Exercise: Swap "Drop" for "Place" in every one of the records below and reproduce them with nothing else altered. Leave the pictures out of the answer.

* * * * *

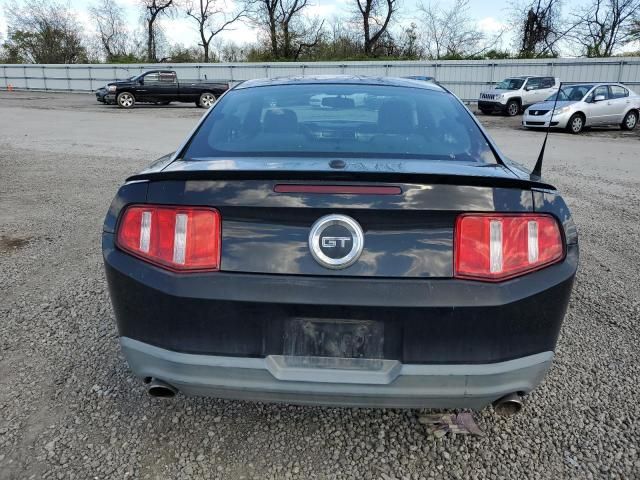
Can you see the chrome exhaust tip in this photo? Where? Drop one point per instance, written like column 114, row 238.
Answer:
column 508, row 405
column 160, row 389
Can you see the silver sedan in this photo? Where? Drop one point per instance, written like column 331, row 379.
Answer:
column 586, row 105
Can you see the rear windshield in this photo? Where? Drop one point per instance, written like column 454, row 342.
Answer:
column 510, row 84
column 571, row 93
column 328, row 120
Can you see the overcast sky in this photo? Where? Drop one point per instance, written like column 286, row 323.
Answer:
column 490, row 15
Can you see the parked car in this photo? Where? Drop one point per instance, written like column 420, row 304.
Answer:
column 512, row 95
column 160, row 86
column 586, row 105
column 386, row 256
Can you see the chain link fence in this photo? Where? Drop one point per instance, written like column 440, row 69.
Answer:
column 465, row 78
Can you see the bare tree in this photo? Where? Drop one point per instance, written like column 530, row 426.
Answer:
column 539, row 27
column 112, row 29
column 153, row 9
column 288, row 30
column 451, row 32
column 375, row 16
column 211, row 17
column 43, row 32
column 605, row 25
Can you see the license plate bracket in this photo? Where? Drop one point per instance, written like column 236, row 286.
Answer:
column 310, row 337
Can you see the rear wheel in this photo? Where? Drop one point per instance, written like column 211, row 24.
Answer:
column 513, row 108
column 575, row 124
column 630, row 121
column 126, row 100
column 206, row 100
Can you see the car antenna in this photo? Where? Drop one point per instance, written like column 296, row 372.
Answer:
column 537, row 169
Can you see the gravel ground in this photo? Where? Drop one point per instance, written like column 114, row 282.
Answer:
column 69, row 408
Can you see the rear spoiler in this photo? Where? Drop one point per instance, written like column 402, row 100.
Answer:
column 344, row 176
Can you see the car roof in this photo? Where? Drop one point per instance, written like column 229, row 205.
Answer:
column 341, row 80
column 595, row 84
column 522, row 77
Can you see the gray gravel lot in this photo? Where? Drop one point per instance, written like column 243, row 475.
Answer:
column 69, row 408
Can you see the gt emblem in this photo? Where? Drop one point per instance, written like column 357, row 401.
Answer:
column 332, row 242
column 336, row 241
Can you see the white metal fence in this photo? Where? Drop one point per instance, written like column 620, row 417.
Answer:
column 465, row 78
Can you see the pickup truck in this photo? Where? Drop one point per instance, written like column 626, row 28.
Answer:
column 161, row 87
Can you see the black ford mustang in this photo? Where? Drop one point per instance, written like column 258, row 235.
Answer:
column 340, row 240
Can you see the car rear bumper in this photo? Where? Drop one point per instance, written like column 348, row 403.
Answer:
column 542, row 121
column 272, row 379
column 104, row 97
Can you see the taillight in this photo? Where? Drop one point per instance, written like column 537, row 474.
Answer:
column 177, row 238
column 495, row 247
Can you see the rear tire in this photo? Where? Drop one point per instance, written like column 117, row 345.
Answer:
column 630, row 121
column 126, row 100
column 513, row 108
column 207, row 99
column 575, row 124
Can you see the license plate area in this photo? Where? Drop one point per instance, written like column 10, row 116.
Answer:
column 334, row 338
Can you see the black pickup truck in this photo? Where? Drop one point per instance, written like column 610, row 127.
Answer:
column 160, row 87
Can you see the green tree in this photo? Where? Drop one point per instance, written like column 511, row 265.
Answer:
column 43, row 32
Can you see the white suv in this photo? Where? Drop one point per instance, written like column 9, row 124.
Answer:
column 514, row 94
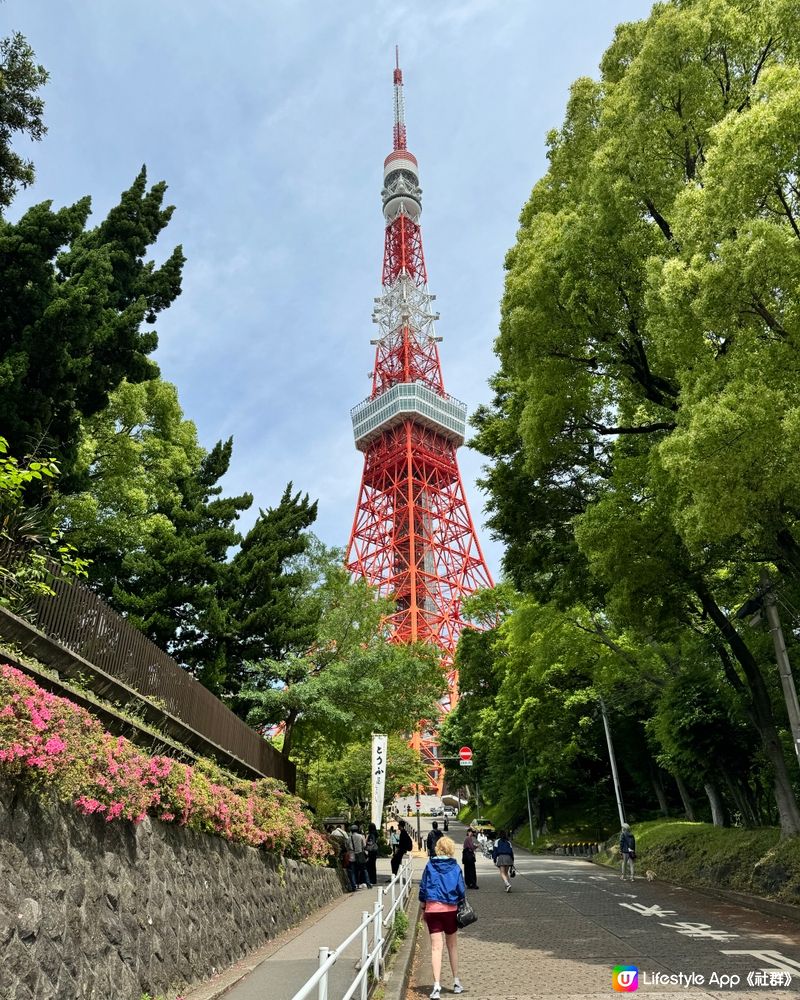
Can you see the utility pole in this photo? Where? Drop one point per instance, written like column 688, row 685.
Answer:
column 528, row 793
column 784, row 666
column 613, row 759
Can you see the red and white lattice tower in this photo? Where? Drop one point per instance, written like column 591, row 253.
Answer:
column 413, row 536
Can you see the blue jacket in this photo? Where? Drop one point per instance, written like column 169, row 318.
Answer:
column 502, row 847
column 442, row 882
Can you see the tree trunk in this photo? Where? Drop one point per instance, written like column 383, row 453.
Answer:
column 761, row 714
column 683, row 791
column 658, row 788
column 739, row 796
column 715, row 801
column 287, row 733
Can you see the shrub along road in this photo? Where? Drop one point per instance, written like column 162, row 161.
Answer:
column 558, row 934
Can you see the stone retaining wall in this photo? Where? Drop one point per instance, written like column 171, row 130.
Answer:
column 97, row 910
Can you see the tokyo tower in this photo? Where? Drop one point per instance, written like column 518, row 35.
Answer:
column 413, row 536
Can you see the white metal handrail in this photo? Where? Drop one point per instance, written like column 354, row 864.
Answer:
column 371, row 957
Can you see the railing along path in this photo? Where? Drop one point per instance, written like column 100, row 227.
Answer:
column 372, row 925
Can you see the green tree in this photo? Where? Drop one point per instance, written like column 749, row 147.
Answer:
column 350, row 679
column 32, row 557
column 75, row 301
column 153, row 521
column 343, row 781
column 633, row 323
column 269, row 578
column 21, row 110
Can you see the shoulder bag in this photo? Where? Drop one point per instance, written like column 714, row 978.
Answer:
column 465, row 915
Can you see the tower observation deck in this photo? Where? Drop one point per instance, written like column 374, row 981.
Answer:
column 413, row 537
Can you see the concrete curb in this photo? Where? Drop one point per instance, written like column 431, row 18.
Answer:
column 397, row 976
column 769, row 906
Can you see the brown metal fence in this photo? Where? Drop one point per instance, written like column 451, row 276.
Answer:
column 82, row 622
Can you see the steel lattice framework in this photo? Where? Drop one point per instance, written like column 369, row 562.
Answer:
column 413, row 537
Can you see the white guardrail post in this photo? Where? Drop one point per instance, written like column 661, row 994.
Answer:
column 382, row 925
column 322, row 993
column 377, row 939
column 365, row 922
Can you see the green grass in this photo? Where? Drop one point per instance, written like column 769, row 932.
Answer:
column 699, row 854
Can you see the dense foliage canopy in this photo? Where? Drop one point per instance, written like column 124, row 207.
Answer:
column 643, row 438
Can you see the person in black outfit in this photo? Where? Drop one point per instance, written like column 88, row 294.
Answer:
column 403, row 847
column 468, row 861
column 372, row 853
column 433, row 837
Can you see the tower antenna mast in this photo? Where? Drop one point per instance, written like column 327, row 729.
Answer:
column 413, row 537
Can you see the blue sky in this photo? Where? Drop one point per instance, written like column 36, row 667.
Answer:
column 269, row 120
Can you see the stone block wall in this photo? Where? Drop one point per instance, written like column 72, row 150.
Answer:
column 97, row 910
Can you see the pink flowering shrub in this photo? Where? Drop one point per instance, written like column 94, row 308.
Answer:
column 47, row 742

* * * * *

Solution to the exercise:
Can you see the chrome exhaust tip in this photo? Where? Place one point per instance, written like column 114, row 238.
Answer:
column 508, row 405
column 160, row 389
Can you see the silver sedan in this photo? Where? Place one point per instance, written like column 331, row 379.
Answer:
column 586, row 105
Can you see the rear windshield in this photo? Where? Place one point per instance, written like column 454, row 342.
Answer:
column 510, row 84
column 571, row 93
column 328, row 120
Can you see the overcast sky in this photo? Where? Place one point per instance, written like column 286, row 323.
Answer:
column 490, row 15
Can you see the parked car in this photo? Where? Place one point per instance, written like column 420, row 304.
Answer:
column 512, row 95
column 160, row 86
column 586, row 105
column 386, row 256
Can you see the chain link fence in this photo? Where? Place one point per instance, written like column 440, row 69.
Answer:
column 465, row 78
Can you see the bare tree in this photo? Where? Place one point per instance, written like column 530, row 426.
Answer:
column 539, row 27
column 112, row 29
column 153, row 9
column 288, row 30
column 451, row 32
column 375, row 16
column 211, row 17
column 43, row 32
column 605, row 25
Can you see the license plate bracket in this photo? Where? Place one point per instance, written like column 236, row 286.
Answer:
column 310, row 337
Can you see the rear wheel in this photo? Where? Place one point per instance, written like column 211, row 24.
Answer:
column 513, row 108
column 575, row 124
column 630, row 121
column 126, row 100
column 206, row 100
Can you see the car antenna in this photo? Where? Place one point per instance, written like column 296, row 372.
Answer:
column 537, row 169
Can you see the gravel ground in this photo? Where? Place one point per instance, written like column 114, row 282.
Answer:
column 69, row 408
Can you see the rear spoiler in this photo? Where? Place one point per instance, written like column 402, row 100.
Answer:
column 344, row 176
Can you see the car roof in this photo? Where? Place one point per instance, written like column 229, row 205.
Answer:
column 341, row 80
column 595, row 84
column 522, row 77
Can you see the gray gravel lot in this photo? Where? Place one point per instance, written like column 243, row 475.
Answer:
column 69, row 408
Can you see the gt emblem in this photo? Where? Place one point per instance, written like column 357, row 401.
Answer:
column 332, row 242
column 336, row 241
Can you see the white metal fence in this photo? Where? Place one point per instance, written like column 620, row 417.
Answer:
column 465, row 78
Can you see the pickup truck in this photo? Where? Place one point per instance, written like column 626, row 28.
Answer:
column 161, row 87
Can you see the black ford mustang in this photo? Where? Place one point per instance, written like column 258, row 235.
Answer:
column 340, row 240
Can you see the car rear bumper in this photo? Where? Place one point per instance, written like column 348, row 403.
Answer:
column 542, row 121
column 272, row 379
column 104, row 97
Can you see the taillight in this photo? Where? Place one point per instance, written like column 537, row 474.
Answer:
column 177, row 238
column 495, row 247
Can you see the rear tire in this photo? Where? Place one point per instance, written like column 117, row 345.
Answer:
column 630, row 121
column 126, row 100
column 513, row 108
column 207, row 99
column 575, row 124
Can you see the license plate area in this photo? Where? Place one point per instance, written like column 10, row 116.
Answer:
column 334, row 338
Can you see the black pickup truck in this photo? Where? Place one point per instance, written like column 610, row 127.
Answer:
column 160, row 87
Can you see the green tree in this photo? Where? Place one point per instance, written like column 511, row 265.
Answer:
column 43, row 32
Can you see the white suv in this photo? Where? Place one point per instance, written like column 9, row 124.
Answer:
column 514, row 94
Can you see the utility pole in this photo? Where? Place one point per instance, written like column 688, row 685.
Answer:
column 528, row 793
column 784, row 666
column 613, row 759
Can you see the red and white lattice tower in this photo? Where? Place one point per instance, written like column 591, row 253.
Answer:
column 413, row 536
Can you see the blue jacket in this photo? Where? Place one point per instance, written like column 169, row 318.
Answer:
column 502, row 847
column 442, row 882
Can you see the tree trunk in this photo? Where? Place one point per instance, written like column 383, row 453.
Answer:
column 761, row 714
column 683, row 791
column 658, row 788
column 739, row 796
column 715, row 801
column 287, row 733
Can you see the shrub along road in this photo? Where? Place one point per instance, written like column 162, row 161.
Answer:
column 558, row 934
Can you see the stone retaining wall in this photo? Where? Place one point per instance, written like column 171, row 130.
Answer:
column 97, row 910
Can you see the tokyo tower in this photo? Where? Place one point per instance, written like column 518, row 35.
Answer:
column 413, row 536
Can you see the white metal handrail in this photo? Where? Place one point per instance, written like column 354, row 864.
Answer:
column 371, row 957
Can you see the railing along path in this photo? Where? Place one point per instance, written like column 100, row 227.
Answer:
column 372, row 925
Can you see the green tree in this photo? Where? Place one point per instance, written like column 749, row 147.
Answer:
column 350, row 679
column 32, row 557
column 75, row 301
column 153, row 521
column 343, row 781
column 633, row 323
column 269, row 578
column 21, row 110
Can you see the shoulder bag in this photo? Where? Place one point per instance, written like column 714, row 978.
Answer:
column 465, row 915
Can you see the tower observation deck in this photo? Where? Place one point per instance, written like column 374, row 981.
Answer:
column 413, row 537
Can you see the concrete curb in this photo? Where? Place one point per instance, written like column 431, row 18.
Answer:
column 397, row 976
column 769, row 906
Can you see the brown metal fence in this photo? Where? Place one point per instance, written like column 451, row 276.
Answer:
column 82, row 622
Can you see the steel lattice framework in this photo? Where? Place one point per instance, written like column 369, row 562.
Answer:
column 413, row 537
Can you see the white guardrail post in this photo? Where? Place one point per instance, written like column 661, row 994.
Answer:
column 382, row 925
column 322, row 993
column 377, row 939
column 365, row 922
Can you see the green grass in this photo? Where? Place one point per instance, written like column 769, row 932.
Answer:
column 699, row 854
Can you see the dense foliage canopy in this photo? Where? Place one point per instance, written like column 124, row 207.
Answer:
column 643, row 438
Can you see the person in black outfit in this photo? Where? Place one point per instance, written like column 88, row 294.
Answer:
column 403, row 847
column 468, row 861
column 372, row 853
column 433, row 837
Can you see the tower antenna mast in this photo? Where? Place one point per instance, written like column 327, row 729.
Answer:
column 413, row 537
Can you see the blue sky in this photo? Where? Place one point per instance, written like column 36, row 667.
Answer:
column 269, row 120
Can you see the stone block wall in this photo? Where? Place one point per instance, written like column 72, row 150.
Answer:
column 97, row 910
Can you see the pink flowering shrub in this photo? Where? Place one point per instance, written like column 94, row 308.
Answer:
column 47, row 742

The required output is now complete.